■ TUGAS ANDA A ■
Ambil setiap baris dalam daftar yang memuat kata "hood", dengan memperhatikan huruf besar dan kecil.

■ TEKS BACAAN ■

################

Stabilitas keuangan secara sistemik adalah agregasi dari stabilitas pelaku industri keuangan. OJK melakukan pengawasan dan menjaga kondisi kesehatan (mis.CAR, likuiditas, LLL ), stabilitas kinerja dan pertumbuhan tiap bank (mis.EPS stability & growth), berarti pula menjaga stabilitas keuangan NKRI. Supervisi & penjagaan khusus OJK terhadap SIB sesungguhnya bermakna OJK peduli risiko sistemik industri keuangan, berarti OJK berkontribusi pada akan kondisi makro, berarti OJK memperingan tugas macro prudential BI.

################

■ TUGAS ANDA B ■
Tuliskan kembali tanpa perubahan bagian bacaan tentang stabilitas keuangan, mulai dari kata "Stabilitas keuangan secara" dan berhenti setelah kata "macro prudential BI.".

Butir yang tercantum dalam dataset
################

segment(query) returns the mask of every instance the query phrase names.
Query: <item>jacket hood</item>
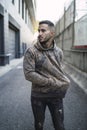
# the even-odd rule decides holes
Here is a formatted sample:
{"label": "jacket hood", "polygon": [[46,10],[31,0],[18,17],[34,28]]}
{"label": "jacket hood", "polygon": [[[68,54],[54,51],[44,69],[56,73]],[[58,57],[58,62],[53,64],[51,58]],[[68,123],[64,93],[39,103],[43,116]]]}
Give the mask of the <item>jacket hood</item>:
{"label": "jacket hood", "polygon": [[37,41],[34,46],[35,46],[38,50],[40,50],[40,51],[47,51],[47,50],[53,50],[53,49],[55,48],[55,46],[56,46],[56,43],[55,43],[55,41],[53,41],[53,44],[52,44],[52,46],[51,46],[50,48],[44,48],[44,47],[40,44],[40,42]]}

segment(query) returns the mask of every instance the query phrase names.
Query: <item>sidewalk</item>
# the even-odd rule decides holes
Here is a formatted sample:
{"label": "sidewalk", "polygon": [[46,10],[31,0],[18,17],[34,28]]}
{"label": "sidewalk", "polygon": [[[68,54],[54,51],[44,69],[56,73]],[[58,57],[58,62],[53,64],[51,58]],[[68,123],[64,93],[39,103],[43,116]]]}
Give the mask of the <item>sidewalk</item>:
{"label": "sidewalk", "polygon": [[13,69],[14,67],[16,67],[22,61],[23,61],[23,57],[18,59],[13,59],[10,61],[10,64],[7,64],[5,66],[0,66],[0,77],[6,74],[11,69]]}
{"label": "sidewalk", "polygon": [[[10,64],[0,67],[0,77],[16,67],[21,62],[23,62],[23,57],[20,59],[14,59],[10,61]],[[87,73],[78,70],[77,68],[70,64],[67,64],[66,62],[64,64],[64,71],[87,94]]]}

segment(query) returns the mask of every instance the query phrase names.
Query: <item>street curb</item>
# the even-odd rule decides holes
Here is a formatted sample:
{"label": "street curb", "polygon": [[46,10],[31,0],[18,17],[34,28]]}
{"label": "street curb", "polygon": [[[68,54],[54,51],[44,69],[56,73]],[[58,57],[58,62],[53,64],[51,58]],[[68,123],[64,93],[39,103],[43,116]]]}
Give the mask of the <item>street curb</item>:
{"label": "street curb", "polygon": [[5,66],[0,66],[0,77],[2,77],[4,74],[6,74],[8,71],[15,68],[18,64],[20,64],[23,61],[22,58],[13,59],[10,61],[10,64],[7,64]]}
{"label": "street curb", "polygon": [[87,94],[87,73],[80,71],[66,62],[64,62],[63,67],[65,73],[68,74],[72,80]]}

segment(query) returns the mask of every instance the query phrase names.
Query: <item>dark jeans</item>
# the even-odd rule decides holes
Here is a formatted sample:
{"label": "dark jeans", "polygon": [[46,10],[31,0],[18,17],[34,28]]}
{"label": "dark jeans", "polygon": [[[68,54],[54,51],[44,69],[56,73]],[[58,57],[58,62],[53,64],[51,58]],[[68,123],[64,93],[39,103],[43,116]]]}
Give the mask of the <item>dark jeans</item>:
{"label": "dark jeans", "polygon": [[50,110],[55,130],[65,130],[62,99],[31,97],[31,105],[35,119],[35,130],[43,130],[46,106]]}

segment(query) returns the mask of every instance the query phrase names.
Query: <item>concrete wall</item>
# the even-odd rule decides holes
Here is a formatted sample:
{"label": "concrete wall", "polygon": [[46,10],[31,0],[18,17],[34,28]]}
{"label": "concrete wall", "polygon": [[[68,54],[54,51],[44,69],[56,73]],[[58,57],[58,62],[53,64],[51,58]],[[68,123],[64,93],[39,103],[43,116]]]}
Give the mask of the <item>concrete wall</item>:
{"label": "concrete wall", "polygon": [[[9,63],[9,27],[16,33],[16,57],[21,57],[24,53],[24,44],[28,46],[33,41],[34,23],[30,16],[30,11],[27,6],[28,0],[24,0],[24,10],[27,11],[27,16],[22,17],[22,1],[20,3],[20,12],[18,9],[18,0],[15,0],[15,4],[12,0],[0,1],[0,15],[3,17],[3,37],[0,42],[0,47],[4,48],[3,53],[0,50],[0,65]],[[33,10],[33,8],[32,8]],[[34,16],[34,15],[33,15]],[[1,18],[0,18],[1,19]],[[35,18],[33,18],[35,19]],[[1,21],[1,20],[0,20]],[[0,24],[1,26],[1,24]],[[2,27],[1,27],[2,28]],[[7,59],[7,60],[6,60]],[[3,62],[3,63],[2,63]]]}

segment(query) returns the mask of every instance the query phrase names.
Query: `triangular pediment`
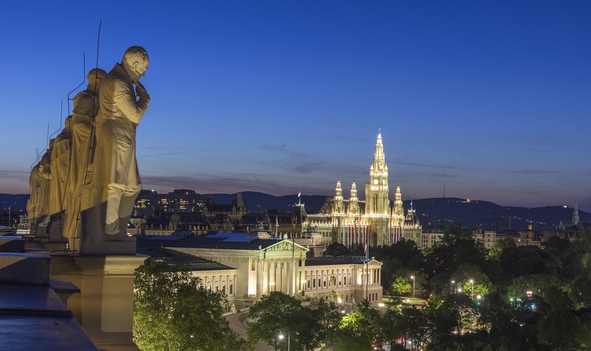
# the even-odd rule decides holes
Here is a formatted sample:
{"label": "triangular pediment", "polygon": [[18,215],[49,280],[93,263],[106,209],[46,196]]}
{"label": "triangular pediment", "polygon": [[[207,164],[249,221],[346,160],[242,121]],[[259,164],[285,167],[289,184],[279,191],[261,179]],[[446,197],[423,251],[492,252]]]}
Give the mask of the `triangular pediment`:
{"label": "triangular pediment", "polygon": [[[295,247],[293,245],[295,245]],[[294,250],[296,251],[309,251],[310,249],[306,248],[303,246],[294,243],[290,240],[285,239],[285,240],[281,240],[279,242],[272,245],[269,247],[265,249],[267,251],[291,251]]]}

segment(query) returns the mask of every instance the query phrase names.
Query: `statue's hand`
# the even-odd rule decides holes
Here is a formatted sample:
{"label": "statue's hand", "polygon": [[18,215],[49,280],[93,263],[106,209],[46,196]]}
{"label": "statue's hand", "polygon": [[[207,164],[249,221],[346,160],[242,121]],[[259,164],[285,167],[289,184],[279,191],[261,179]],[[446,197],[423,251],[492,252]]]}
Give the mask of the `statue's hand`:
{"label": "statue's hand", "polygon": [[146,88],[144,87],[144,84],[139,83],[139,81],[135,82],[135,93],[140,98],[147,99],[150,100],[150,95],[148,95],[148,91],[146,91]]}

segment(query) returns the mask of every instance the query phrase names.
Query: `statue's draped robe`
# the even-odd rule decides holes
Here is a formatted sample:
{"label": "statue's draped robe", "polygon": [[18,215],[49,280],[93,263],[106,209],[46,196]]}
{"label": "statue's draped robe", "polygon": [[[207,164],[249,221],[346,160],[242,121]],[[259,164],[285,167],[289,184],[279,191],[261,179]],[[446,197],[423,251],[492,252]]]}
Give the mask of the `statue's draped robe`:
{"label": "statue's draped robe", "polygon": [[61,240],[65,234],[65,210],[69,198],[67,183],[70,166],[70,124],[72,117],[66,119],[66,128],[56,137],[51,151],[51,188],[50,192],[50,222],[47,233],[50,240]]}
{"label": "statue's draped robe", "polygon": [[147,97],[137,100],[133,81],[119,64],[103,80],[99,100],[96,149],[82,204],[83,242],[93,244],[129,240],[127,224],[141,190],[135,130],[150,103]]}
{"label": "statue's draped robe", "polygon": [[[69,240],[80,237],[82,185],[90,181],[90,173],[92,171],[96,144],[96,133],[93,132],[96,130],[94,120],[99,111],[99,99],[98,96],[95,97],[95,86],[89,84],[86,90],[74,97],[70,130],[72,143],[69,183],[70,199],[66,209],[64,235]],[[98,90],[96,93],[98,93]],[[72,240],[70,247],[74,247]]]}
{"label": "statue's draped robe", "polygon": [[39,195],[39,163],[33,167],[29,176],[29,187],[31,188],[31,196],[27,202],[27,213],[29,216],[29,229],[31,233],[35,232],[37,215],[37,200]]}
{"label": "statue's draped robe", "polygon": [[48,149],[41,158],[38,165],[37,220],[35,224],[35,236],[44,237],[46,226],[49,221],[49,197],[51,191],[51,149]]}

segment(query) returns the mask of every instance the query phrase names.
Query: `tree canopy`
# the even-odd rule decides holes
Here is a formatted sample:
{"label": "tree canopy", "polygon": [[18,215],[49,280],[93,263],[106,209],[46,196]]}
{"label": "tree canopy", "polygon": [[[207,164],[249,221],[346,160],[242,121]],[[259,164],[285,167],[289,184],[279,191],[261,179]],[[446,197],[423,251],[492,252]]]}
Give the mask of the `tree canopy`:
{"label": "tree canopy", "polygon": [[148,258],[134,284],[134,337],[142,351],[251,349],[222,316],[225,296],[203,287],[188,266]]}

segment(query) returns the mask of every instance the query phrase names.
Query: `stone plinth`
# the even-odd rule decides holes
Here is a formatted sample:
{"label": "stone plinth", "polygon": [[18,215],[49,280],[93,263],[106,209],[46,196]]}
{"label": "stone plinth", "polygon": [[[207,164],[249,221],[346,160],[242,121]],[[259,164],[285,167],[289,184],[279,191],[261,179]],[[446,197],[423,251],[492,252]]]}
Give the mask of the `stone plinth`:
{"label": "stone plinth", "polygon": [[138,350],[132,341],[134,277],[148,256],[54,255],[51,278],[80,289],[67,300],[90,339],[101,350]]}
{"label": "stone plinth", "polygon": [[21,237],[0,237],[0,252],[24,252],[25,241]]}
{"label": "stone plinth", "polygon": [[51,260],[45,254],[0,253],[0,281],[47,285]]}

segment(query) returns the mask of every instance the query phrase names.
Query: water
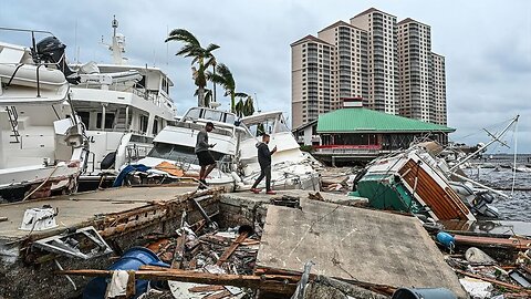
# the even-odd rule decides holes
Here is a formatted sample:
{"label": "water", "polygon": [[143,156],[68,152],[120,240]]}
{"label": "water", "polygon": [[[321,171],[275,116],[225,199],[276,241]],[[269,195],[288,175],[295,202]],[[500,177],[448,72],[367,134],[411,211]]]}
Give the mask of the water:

################

■ JAWABAN BENAR A ■
Query: <item>jacket hood</item>
{"label": "jacket hood", "polygon": [[46,10],[31,0],[18,17],[34,28]]}
{"label": "jacket hood", "polygon": [[[68,54],[54,51],[44,69],[56,73]],[[58,57],[58,62],[53,64],[51,58]],[[68,123],[64,93],[39,103],[43,116]]]}
Give the mask of the <item>jacket hood</item>:
{"label": "jacket hood", "polygon": [[37,41],[34,46],[35,46],[38,50],[40,50],[40,51],[47,51],[47,50],[53,50],[53,49],[55,48],[55,46],[56,46],[56,43],[55,43],[55,41],[53,41],[53,44],[52,44],[52,46],[51,46],[50,48],[44,48],[44,47],[40,44],[40,42]]}

■ JAWABAN BENAR B ■
Stabilitas keuangan secara sistemik adalah agregasi dari stabilitas pelaku industri keuangan. OJK melakukan pengawasan dan menjaga kondisi kesehatan (mis.CAR, likuiditas, LLL ), stabilitas kinerja dan pertumbuhan tiap bank (mis.EPS stability & growth), berarti pula menjaga stabilitas keuangan NKRI. Supervisi & penjagaan khusus OJK terhadap SIB sesungguhnya bermakna OJK peduli risiko sistemik industri keuangan, berarti OJK berkontribusi pada akan kondisi makro, berarti OJK memperingan tugas macro prudential BI.